◆ DIRECTIVE:
Reproduce each line of the material precisely.

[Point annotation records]
=======
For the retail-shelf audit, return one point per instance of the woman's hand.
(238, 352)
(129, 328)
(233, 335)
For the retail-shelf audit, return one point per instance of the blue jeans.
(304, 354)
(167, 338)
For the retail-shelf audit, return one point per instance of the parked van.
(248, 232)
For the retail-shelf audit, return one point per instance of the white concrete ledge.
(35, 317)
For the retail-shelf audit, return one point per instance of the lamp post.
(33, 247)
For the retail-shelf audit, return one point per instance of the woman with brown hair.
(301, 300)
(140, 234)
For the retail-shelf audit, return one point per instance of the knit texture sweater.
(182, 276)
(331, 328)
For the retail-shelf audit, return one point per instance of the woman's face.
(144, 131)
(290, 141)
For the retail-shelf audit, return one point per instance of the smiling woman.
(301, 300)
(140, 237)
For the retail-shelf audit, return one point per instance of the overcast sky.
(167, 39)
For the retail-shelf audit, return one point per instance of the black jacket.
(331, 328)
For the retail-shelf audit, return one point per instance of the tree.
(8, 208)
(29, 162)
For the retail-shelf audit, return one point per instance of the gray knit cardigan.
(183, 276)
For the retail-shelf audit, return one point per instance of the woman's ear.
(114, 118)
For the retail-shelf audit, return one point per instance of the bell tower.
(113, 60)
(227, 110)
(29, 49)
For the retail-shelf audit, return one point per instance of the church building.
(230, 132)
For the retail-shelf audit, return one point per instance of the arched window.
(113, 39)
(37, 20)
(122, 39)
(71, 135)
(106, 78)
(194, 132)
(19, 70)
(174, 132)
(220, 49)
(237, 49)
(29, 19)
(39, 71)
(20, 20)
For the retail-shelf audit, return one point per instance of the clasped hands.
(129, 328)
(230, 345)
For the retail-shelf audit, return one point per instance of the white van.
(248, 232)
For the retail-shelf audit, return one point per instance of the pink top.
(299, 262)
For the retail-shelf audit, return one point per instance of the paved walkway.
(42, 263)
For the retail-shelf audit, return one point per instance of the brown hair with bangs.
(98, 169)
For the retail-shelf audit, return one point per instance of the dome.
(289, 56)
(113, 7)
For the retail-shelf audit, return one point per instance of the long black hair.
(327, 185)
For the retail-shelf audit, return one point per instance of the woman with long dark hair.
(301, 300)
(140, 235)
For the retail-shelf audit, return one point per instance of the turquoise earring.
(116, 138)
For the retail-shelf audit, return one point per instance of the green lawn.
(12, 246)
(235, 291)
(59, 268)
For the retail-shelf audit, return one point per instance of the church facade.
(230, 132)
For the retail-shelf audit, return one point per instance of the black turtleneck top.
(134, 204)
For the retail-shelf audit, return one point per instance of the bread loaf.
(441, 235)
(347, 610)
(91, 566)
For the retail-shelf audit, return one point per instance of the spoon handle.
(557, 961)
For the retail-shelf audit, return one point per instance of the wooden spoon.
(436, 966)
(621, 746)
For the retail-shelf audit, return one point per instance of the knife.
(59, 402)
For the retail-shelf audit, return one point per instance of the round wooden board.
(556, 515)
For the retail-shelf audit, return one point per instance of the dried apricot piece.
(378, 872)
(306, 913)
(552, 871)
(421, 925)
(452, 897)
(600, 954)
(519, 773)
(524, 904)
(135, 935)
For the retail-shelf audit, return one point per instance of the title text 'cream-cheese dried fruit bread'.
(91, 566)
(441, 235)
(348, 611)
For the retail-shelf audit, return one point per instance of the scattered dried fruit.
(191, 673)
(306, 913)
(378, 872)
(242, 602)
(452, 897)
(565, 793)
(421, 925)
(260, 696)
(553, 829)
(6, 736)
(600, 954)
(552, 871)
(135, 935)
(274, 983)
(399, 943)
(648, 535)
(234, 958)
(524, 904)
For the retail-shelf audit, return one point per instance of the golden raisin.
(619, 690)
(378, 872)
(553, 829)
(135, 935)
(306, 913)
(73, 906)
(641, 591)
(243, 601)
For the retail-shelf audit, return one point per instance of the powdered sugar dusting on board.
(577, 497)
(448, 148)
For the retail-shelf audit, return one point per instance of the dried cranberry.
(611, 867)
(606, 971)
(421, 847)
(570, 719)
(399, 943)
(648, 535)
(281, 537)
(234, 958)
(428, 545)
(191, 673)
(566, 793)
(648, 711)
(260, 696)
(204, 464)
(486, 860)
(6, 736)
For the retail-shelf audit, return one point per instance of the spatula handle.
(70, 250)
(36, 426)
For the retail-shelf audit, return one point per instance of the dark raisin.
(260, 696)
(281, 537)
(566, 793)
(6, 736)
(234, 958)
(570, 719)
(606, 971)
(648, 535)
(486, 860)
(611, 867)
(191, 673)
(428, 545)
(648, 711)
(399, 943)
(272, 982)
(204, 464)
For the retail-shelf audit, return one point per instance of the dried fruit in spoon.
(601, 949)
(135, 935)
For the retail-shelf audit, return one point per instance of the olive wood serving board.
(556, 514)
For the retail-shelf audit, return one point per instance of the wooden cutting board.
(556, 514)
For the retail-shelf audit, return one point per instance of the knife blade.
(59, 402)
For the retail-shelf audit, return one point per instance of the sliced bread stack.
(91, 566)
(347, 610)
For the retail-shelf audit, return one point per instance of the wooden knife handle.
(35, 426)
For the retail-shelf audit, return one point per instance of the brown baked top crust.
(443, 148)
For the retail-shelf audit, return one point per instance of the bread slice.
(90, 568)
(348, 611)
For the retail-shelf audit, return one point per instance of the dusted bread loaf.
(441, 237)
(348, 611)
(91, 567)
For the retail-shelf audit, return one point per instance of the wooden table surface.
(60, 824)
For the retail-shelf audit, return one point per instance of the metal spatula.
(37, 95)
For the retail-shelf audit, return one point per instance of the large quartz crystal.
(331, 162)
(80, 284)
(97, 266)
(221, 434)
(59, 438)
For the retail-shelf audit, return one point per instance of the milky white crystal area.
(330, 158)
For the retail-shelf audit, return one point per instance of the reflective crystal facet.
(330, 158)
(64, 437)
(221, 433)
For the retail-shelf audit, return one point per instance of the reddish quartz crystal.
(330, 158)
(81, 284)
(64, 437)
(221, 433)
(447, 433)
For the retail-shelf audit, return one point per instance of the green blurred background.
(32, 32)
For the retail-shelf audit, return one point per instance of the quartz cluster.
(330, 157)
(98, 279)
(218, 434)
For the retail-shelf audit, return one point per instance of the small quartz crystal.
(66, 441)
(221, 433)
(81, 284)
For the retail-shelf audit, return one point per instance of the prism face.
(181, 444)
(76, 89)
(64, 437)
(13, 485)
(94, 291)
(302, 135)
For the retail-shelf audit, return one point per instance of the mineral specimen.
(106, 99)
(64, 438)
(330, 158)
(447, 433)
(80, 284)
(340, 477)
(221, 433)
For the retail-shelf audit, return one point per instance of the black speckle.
=======
◆ FINAL RESULT:
For the retail-shelf audit, return one point per instance of the woman's hand.
(238, 352)
(129, 328)
(233, 335)
For the retail-shelf audit, return one point per instance of the blue jeans.
(304, 354)
(167, 338)
For the retail-shelf audit, return one point per instance of the parked van.
(248, 232)
For the retail-shelf audit, return one point per instance of the white concrete ledge.
(35, 317)
For the retail-shelf audit, return one point per instance of the lamp post.
(33, 247)
For the retail-shelf audit, return one point per instance of the woman with brown hair.
(301, 300)
(140, 234)
For the retail-shelf audit, return one point per instance of the knit texture sweater.
(182, 276)
(331, 328)
For the retail-shelf audit, return one point per instance of the woman's face.
(144, 131)
(290, 141)
For the retail-shelf audit, return one point per instance of the smiling woman.
(301, 300)
(140, 237)
For the retail-shelf audit, return one point per instance of the overcast sky.
(167, 39)
For the retail-shelf audit, return one point per instance of the black jacket.
(331, 328)
For the retail-shelf audit, return one point per instance of the tree.
(8, 208)
(29, 162)
For the retail-shelf audit, return one point per instance of the gray knit cardigan.
(183, 276)
For the retail-shelf audit, return one point per instance of the woman's ear.
(114, 118)
For the retail-shelf audit, return one point per instance of the bell tower.
(113, 60)
(227, 110)
(29, 49)
For the retail-shelf audit, return one point per instance of the church building.
(230, 132)
For the retail-shelf audit, return one point per instance of the arched window.
(113, 39)
(37, 20)
(122, 39)
(71, 135)
(106, 78)
(194, 132)
(19, 70)
(174, 132)
(220, 49)
(237, 49)
(29, 19)
(39, 71)
(20, 20)
For the retail-shelf audit, return one point per instance of the clasped hands.
(129, 328)
(230, 345)
For the retail-shelf audit, return one point per instance of the white van.
(248, 232)
For the retail-shelf audit, return one point per instance of the pink top.
(299, 262)
For the retail-shelf audit, return one point per instance of the paved walkway.
(42, 263)
For the retail-shelf audit, return one point per instance of the brown hair with bangs.
(98, 169)
For the retail-shelf audit, return one point per instance of the dome.
(289, 56)
(113, 7)
For the retail-shelf audit, return one point per instance of the long black hair.
(327, 185)
For the retail-shelf audit, return one point per instance of the woman with long dark hair.
(301, 300)
(140, 235)
For the retail-shelf audit, return one point per instance of the turquoise earring.
(116, 138)
For the retail-shelf audit, return one point per instance of the green lawn.
(12, 246)
(235, 291)
(59, 268)
For the retail-shelf audit, return one point per instance of the church facade.
(230, 132)
For the retail-shelf audit, return one point per instance of the black turtleneck top.
(134, 204)
For the retail-shelf audit, return one point per instance of the bread loaf.
(441, 235)
(347, 610)
(91, 566)
For the retail-shelf audit, return one point per instance of the spoon handle.
(557, 961)
For the retail-shelf audit, return one point per instance of the wooden spoon.
(436, 966)
(621, 746)
For the retail-shelf audit, return one point per instance of the knife.
(59, 402)
For the retail-shelf audit, return one point per instance of the round wooden board.
(556, 515)
For the retail-shelf audit, return one point per instance of the dried apricot piece.
(378, 872)
(306, 913)
(552, 871)
(421, 925)
(452, 897)
(600, 954)
(519, 773)
(524, 904)
(135, 935)
For the retail-shelf audit, return one point per instance of the title text 'cream-cheese dried fruit bread'.
(91, 566)
(441, 235)
(348, 611)
For the retail-shelf audit, return one point per instance of the scattered dried fruit.
(191, 673)
(306, 913)
(378, 872)
(242, 602)
(452, 897)
(565, 793)
(421, 925)
(260, 696)
(553, 829)
(6, 736)
(600, 954)
(552, 871)
(135, 935)
(274, 983)
(399, 943)
(648, 535)
(234, 958)
(524, 904)
For the retail-shelf audit, return one point per instance of the golden raisin.
(619, 690)
(378, 872)
(553, 829)
(135, 935)
(306, 913)
(73, 906)
(641, 591)
(243, 601)
For the retail-shelf audit, return one point per instance of the powdered sugar dusting on board.
(577, 497)
(448, 148)
For the retail-shelf audit, return one point per instance of the dried cranberry.
(611, 867)
(606, 971)
(421, 847)
(570, 719)
(399, 943)
(648, 535)
(281, 537)
(234, 958)
(428, 545)
(191, 673)
(566, 793)
(648, 711)
(260, 696)
(204, 464)
(486, 860)
(6, 736)
For the retail-shelf audit, return one point per instance of the spatula handle.
(70, 250)
(36, 426)
For the retail-shelf audit, return one point per instance of the dark raisin.
(260, 696)
(281, 537)
(566, 793)
(6, 736)
(234, 958)
(570, 719)
(606, 971)
(648, 535)
(486, 860)
(611, 867)
(191, 673)
(428, 545)
(648, 711)
(399, 943)
(272, 982)
(204, 464)
For the retail-shelf audit, return one point per instance of the dried fruit in spoon.
(601, 949)
(135, 935)
For the retail-shelf audit, return one point per instance of the olive wood serving board.
(556, 514)
For the retail-shelf audit, return one point per instance of the wooden cutting board.
(556, 514)
For the retail-shelf audit, return one point per instance of the knife blade.
(59, 402)
For the retail-shelf audit, return one point per instance of the sliced bread stack.
(91, 566)
(347, 610)
For the retail-shelf audit, return one point per instance of the wooden knife handle.
(35, 426)
For the retail-shelf audit, return one point per instance of the brown baked top crust.
(443, 148)
For the retail-shelf audit, return one point per instance of the bread slice.
(90, 568)
(348, 611)
For the retail-shelf audit, return one point per instance of the dusted bread loaf.
(441, 237)
(348, 611)
(91, 567)
For the retail-shelf audit, return one point per instance of the wooden table surface.
(60, 824)
For the retail-shelf audit, return one point per instance of the metal spatula.
(37, 95)
For the retail-shelf audit, return one point per instance of the large quartz crystal.
(331, 162)
(80, 284)
(97, 266)
(221, 434)
(59, 438)
For the retail-shelf audit, return one point per instance of the milky white crystal area.
(330, 158)
For the retail-shelf audit, return one point per instance of the reflective crystal facet.
(330, 158)
(64, 437)
(221, 433)
For the retail-shelf audit, return one point per instance of the reddish quartz crystal.
(330, 158)
(81, 284)
(64, 437)
(221, 433)
(447, 433)
For the retail-shelf audit, return one point per instance of the green blurred background.
(32, 32)
For the retail-shelf audit, return one point per instance of the quartz cluster.
(330, 157)
(98, 279)
(218, 434)
For the retail-shelf audit, return one point per instance of the small quartz crystal.
(66, 441)
(221, 433)
(81, 284)
For the retail-shelf audit, return one point per instance of the prism face.
(181, 444)
(76, 89)
(64, 437)
(13, 485)
(94, 291)
(302, 135)
For the retail-shelf audit, return one point per instance of the mineral specimen.
(106, 99)
(64, 438)
(330, 158)
(447, 433)
(80, 284)
(340, 477)
(221, 433)
For the retail-shelf audit, return one point per instance of the black speckle.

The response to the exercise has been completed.